▶ Problem description
Extract every line of the records below verbatim, without changing, adding, or leaving out anything.

▶ Recorded data

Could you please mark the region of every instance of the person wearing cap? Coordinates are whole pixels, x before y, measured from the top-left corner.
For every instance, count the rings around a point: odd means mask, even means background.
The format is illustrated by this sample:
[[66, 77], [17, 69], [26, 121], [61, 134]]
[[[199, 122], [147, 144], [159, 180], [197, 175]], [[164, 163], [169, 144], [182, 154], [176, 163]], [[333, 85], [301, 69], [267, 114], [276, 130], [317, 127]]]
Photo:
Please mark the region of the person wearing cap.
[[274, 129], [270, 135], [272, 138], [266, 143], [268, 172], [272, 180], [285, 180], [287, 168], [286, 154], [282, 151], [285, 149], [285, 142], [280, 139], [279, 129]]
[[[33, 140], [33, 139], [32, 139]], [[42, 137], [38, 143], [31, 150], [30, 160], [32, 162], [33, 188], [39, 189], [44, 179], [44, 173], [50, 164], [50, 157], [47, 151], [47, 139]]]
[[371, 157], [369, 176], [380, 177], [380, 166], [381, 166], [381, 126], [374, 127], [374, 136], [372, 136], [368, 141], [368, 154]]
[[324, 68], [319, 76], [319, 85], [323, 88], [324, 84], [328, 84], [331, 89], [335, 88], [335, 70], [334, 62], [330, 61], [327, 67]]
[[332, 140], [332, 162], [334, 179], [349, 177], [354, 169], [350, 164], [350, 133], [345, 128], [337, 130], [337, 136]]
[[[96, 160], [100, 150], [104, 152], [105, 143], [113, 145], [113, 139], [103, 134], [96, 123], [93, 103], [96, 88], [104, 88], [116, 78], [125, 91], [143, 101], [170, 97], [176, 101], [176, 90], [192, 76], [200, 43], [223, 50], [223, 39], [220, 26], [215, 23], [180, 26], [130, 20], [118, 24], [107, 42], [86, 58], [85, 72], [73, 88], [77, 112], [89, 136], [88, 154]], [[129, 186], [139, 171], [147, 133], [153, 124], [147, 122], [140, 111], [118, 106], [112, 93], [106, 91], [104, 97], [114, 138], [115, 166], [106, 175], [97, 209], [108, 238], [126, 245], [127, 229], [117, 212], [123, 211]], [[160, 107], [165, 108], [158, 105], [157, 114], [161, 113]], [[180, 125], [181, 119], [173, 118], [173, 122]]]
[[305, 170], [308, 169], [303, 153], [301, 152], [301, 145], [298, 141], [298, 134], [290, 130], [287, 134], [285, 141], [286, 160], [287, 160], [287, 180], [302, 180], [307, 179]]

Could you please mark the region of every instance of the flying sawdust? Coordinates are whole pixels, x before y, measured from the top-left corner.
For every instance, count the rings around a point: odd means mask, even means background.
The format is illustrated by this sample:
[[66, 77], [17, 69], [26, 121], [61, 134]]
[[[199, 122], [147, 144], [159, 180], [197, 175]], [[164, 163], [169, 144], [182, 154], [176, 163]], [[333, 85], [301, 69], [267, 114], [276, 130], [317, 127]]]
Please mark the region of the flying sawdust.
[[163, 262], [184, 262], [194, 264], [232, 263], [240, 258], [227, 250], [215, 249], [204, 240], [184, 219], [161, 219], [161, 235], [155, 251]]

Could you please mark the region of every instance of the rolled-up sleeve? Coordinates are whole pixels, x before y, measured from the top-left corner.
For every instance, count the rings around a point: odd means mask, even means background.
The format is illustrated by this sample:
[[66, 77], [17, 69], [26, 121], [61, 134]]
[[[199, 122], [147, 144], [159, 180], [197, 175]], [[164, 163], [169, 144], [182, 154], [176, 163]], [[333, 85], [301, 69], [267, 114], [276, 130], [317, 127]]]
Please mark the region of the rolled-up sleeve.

▶ Answer
Could you please mark the region of every instance of the person wearing cap? Coordinates are whole pixels, x before y, measured from the top-left corner.
For every instance, count the rings around a point: odd means mask, even means background.
The format is illustrated by this sample:
[[66, 77], [17, 69], [26, 121], [61, 134]]
[[[199, 122], [147, 144], [159, 180], [197, 175]], [[164, 163], [169, 144], [182, 154], [176, 163]], [[333, 85], [301, 69], [267, 114], [276, 130], [317, 127]]]
Photo:
Please mark the region of the person wearing cap.
[[274, 129], [270, 135], [272, 138], [266, 143], [268, 172], [272, 180], [285, 180], [287, 168], [286, 154], [282, 151], [285, 149], [285, 142], [280, 139], [279, 129]]
[[[33, 140], [33, 139], [32, 139]], [[42, 137], [38, 143], [31, 150], [30, 160], [32, 162], [33, 188], [39, 189], [44, 179], [44, 173], [50, 164], [50, 157], [47, 151], [47, 139]]]
[[371, 157], [369, 176], [380, 177], [380, 166], [381, 166], [381, 126], [374, 127], [374, 136], [372, 136], [368, 141], [368, 154]]
[[324, 68], [319, 76], [319, 85], [323, 88], [324, 84], [328, 84], [331, 89], [335, 88], [335, 70], [334, 62], [330, 61], [327, 67]]
[[332, 140], [332, 162], [334, 179], [349, 177], [354, 169], [350, 164], [350, 133], [345, 128], [337, 130], [337, 136]]
[[[96, 160], [100, 150], [104, 152], [105, 143], [113, 145], [113, 139], [103, 134], [96, 123], [93, 103], [96, 88], [104, 88], [116, 78], [125, 91], [143, 101], [170, 97], [176, 101], [176, 90], [192, 76], [200, 43], [223, 50], [223, 39], [220, 26], [215, 23], [180, 26], [130, 20], [118, 24], [107, 42], [86, 58], [85, 72], [73, 88], [77, 112], [89, 136], [88, 154]], [[129, 186], [139, 171], [147, 133], [153, 124], [147, 122], [140, 111], [118, 106], [112, 93], [106, 91], [104, 97], [114, 138], [115, 166], [106, 175], [97, 209], [108, 238], [126, 245], [127, 229], [117, 212], [123, 211]], [[160, 107], [165, 108], [158, 105], [157, 114], [161, 113]], [[180, 125], [181, 119], [173, 118], [173, 122]]]
[[305, 170], [308, 169], [303, 153], [301, 152], [301, 145], [298, 141], [298, 134], [290, 130], [287, 134], [285, 141], [286, 160], [287, 160], [287, 180], [302, 180], [307, 179]]

Could you please mark the region of every instance of the flying sawdust? Coordinates are whole pixels, x before y, measured from the top-left corner.
For every instance, count the rings around a point: odd means mask, even means background.
The format is illustrated by this sample:
[[66, 77], [17, 69], [26, 121], [61, 134]]
[[[199, 122], [147, 144], [159, 180], [197, 175]], [[164, 163], [169, 144], [182, 154], [176, 163]], [[333, 85], [301, 69], [267, 114], [276, 130], [317, 127]]]
Please mark the region of the flying sawdust.
[[163, 262], [184, 262], [194, 264], [232, 263], [240, 258], [227, 250], [215, 249], [204, 240], [184, 219], [161, 219], [161, 235], [155, 251]]

Could you please mark the region of every instance of the rolled-up sleeve? Coordinates are whole pixels, x before y, measured from the top-left corner.
For every instance, count the rings around a point: odd means mask, even means background.
The format is illustrated by this sample:
[[66, 77], [17, 69], [26, 121], [61, 134]]
[[[199, 122], [147, 144], [159, 180], [197, 175]], [[164, 163], [169, 144], [182, 154], [176, 163]], [[333, 85], [301, 69], [267, 114], [276, 130], [317, 127]]]
Please mark the region of the rolled-up sleeve.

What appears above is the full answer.